### QUOTED TEXT
Technology has always played a significant role in determining the manner in which warfare is conducted. The effects of some technologies have been so profound that they have resulted in what are referred to as revolutions in military affairs (RMAs). Over the last several centuries, such RMAs have been few and far between. In this 21st Century, however, due to the vastly accelerated pace of technology development, the so called RMAs might occur every couple of decades, or even faster in times to come.

It is against the above backdrop that this three-part series attempts to examine whether India is sufficiently geared up to leverage disruptive technologies for building up our comprehensive military power in tune with our geopolitical aspirations. Since strategic and doctrinal thinking is a pre-requisite for the successful leveraging of technology for warfare, this work also attempts to take a brief look on whether our defence strategic thought is agile enough to match up to this onslaught of technology.

In this first part, an attempt is first made to classify disruptive military technologies based on their degree of impact on future warfare. Thereafter, a brief look is taken on the global R&D status of AI & robotics and quantum technologies, as also the initiatives being taken by the Indian Government, our Armed Forces and our R&D institutions in these areas.

Disruptive Military Technologies: A Classification

Threats emanating from some of the technologies listed above are already manifest on the battlefield, threats from some others loom on the horizon, while threats from still others might take a decade or more to make themselves felt on the multi-dimensional battlespace of the 21st Century. The degree of disruption could vary widely across the spectrum of listed technologies. Based on the expected impact of these technologies on warfighting methodology, it may be useful to loosely classify disruptive military technologies as either “revolutionary” of “transformative”, with the former having the potential of resulting in an RMA (a term which is not very precisely defined in literature).

Revolutionary Technologies. At this juncture, the following technology driven RMAs appear to be either already unfolding or quite likely to occur in the foreseeable future:-

• Current ‘ICT’ RMA. Beginning with the Iraq wars and continuing to the present juncture and beyond, information and communication technologies (ICT) are widely believed to have resulted in the ongoing “system of systems” RMA. This RMA is based on two operational concepts, namely, network centric warfare (NCW) and information warfare (IW). While NCW depends on own networks (including space segment) and applications for enhancing combat potential, IW leverages technologies which help achieve information dominance as well as physical effects in and through the cyber, EW and cognitive domains. It is also important to note here that, as a result of this current ‘ICT’ RMA, the arena of warfighting has shifted very significantly from the physical to the information (cyber and EW) and cognitive (psychological) realms.

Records
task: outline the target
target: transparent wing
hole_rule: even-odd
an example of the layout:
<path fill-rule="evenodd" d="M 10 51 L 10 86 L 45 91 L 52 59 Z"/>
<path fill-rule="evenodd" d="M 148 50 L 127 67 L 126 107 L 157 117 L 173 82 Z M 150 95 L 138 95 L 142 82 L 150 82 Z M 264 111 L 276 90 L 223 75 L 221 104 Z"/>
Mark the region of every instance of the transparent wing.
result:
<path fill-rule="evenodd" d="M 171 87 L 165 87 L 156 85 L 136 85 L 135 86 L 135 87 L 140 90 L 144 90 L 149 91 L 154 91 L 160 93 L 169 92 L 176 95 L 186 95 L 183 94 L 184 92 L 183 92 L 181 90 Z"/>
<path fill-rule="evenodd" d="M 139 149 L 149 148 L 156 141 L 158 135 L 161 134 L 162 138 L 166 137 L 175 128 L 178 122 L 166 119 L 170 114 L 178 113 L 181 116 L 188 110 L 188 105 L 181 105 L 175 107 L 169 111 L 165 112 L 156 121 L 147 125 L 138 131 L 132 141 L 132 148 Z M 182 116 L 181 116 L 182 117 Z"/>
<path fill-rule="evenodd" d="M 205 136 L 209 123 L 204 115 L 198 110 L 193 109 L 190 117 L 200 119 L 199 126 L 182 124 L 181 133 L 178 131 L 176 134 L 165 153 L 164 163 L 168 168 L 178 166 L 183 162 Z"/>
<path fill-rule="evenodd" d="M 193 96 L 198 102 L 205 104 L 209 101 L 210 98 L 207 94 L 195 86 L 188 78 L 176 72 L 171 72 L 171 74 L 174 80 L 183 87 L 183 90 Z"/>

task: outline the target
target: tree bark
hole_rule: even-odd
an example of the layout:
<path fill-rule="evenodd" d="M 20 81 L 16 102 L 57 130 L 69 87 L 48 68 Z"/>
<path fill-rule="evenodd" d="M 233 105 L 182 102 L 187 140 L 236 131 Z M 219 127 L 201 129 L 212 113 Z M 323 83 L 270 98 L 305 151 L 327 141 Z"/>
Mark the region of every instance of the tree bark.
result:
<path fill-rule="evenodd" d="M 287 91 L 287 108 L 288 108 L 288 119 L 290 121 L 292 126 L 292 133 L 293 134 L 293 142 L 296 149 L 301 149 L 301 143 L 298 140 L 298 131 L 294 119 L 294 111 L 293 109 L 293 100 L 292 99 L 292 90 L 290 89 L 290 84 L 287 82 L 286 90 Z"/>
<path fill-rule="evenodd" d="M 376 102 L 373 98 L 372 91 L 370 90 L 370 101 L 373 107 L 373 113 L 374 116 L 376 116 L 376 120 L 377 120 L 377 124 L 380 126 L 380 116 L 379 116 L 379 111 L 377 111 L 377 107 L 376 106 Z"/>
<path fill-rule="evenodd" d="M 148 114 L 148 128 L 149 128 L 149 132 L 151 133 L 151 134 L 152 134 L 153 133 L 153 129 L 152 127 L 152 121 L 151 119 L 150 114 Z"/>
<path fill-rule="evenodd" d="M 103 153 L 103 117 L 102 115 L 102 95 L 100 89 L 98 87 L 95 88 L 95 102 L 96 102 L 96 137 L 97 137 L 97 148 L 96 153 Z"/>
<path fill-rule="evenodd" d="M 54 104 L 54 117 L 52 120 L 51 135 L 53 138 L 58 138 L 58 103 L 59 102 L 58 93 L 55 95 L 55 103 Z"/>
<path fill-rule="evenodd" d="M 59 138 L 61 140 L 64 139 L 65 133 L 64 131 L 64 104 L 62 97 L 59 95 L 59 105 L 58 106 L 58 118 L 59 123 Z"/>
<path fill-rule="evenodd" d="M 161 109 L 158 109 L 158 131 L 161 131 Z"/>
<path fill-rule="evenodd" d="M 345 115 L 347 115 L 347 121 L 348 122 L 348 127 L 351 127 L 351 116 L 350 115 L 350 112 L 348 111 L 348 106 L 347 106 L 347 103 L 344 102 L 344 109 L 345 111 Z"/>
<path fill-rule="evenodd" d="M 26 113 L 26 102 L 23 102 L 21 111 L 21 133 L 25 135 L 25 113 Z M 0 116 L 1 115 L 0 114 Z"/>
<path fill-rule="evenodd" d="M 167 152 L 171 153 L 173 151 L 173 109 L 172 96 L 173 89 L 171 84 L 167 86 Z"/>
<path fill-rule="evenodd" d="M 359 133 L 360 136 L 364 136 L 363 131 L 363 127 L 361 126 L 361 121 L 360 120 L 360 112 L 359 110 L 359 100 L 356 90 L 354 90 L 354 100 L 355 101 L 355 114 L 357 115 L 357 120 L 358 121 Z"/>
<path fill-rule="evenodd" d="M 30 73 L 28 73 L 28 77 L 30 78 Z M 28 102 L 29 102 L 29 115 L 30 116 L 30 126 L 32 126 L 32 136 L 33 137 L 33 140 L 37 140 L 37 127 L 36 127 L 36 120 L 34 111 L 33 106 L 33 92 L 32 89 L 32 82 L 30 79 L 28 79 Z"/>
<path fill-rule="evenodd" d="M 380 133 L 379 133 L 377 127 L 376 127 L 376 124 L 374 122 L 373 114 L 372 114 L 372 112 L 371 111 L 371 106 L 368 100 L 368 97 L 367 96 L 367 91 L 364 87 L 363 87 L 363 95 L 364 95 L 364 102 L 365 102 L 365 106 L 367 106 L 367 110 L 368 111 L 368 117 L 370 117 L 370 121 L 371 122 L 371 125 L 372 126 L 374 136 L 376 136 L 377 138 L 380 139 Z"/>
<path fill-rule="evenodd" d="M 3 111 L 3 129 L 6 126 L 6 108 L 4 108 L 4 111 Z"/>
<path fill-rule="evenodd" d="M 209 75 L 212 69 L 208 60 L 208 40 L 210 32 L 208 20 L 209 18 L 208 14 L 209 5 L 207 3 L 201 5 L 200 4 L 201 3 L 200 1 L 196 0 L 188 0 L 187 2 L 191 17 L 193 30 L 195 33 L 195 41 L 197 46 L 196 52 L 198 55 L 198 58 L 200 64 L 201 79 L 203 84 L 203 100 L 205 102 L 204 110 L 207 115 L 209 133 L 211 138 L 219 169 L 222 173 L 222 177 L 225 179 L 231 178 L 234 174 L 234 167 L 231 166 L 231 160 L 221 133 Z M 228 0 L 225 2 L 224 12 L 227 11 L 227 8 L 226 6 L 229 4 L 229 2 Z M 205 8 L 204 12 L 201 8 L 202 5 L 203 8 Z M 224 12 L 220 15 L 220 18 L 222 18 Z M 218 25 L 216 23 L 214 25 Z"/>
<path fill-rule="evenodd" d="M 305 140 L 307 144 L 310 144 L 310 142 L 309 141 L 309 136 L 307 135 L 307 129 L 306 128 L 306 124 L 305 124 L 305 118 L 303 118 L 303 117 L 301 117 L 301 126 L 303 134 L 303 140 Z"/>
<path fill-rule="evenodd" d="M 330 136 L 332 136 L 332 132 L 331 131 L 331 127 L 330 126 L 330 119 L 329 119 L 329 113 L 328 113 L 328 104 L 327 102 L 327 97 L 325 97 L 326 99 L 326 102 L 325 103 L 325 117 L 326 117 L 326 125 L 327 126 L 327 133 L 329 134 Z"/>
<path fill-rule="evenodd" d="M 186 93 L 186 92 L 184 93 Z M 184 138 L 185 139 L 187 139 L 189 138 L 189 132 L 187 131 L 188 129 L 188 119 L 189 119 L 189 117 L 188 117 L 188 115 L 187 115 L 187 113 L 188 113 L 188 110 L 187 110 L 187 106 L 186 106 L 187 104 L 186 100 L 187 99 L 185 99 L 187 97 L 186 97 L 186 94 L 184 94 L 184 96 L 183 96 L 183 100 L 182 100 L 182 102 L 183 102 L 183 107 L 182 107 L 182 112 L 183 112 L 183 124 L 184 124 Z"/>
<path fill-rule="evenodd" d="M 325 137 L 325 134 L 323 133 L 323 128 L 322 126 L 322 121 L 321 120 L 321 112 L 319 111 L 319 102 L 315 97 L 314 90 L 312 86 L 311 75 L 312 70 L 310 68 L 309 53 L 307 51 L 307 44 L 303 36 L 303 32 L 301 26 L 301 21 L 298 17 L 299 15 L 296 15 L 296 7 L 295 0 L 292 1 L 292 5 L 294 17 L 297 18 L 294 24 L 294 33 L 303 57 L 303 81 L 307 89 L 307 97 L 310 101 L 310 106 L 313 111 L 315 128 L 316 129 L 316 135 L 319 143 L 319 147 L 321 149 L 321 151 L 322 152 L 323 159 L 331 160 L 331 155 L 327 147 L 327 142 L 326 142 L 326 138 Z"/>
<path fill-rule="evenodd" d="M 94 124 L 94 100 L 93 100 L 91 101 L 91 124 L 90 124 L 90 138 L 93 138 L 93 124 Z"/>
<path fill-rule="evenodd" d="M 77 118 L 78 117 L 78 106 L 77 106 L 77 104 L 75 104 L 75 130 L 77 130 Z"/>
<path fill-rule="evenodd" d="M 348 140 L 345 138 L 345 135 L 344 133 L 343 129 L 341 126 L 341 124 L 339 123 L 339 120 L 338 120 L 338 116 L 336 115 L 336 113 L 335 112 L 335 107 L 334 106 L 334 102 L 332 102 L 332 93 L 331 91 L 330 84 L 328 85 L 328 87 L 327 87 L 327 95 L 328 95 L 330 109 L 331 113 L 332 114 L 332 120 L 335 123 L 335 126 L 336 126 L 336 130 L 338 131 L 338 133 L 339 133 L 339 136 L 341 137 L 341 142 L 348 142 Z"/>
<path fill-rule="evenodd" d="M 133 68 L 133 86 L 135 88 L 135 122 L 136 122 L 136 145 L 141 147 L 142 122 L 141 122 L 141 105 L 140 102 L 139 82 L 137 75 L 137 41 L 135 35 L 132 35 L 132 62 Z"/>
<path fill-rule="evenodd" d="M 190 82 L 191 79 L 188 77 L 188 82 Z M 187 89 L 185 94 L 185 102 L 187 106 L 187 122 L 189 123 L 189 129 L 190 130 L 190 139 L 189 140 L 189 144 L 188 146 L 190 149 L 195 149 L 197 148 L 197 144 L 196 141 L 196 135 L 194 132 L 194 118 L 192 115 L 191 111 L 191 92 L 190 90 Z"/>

### REQUIRED TASKS
1. Repeat the stretch of the military technology article from "It is against" through "in these areas.", word for word.
2. According to the military technology article, which two operational concepts form the basis of the current 'ICT' RMA?
Nothing here depends on the records.

### THE RESULTS
1.
It is against the above backdrop that this three-part series attempts to examine whether India is sufficiently geared up to leverage disruptive technologies for building up our comprehensive military power in tune with our geopolitical aspirations. Since strategic and doctrinal thinking is a pre-requisite for the successful leveraging of technology for warfare, this work also attempts to take a brief look on whether our defence strategic thought is agile enough to match up to this onslaught of technology.

In this first part, an attempt is first made to classify disruptive military technologies based on their degree of impact on future warfare. Thereafter, a brief look is taken on the global R&D status of AI & robotics and quantum technologies, as also the initiatives being taken by the Indian Government, our Armed Forces and our R&D institutions in these areas.

2. Network centric warfare (NCW) and information warfare (IW).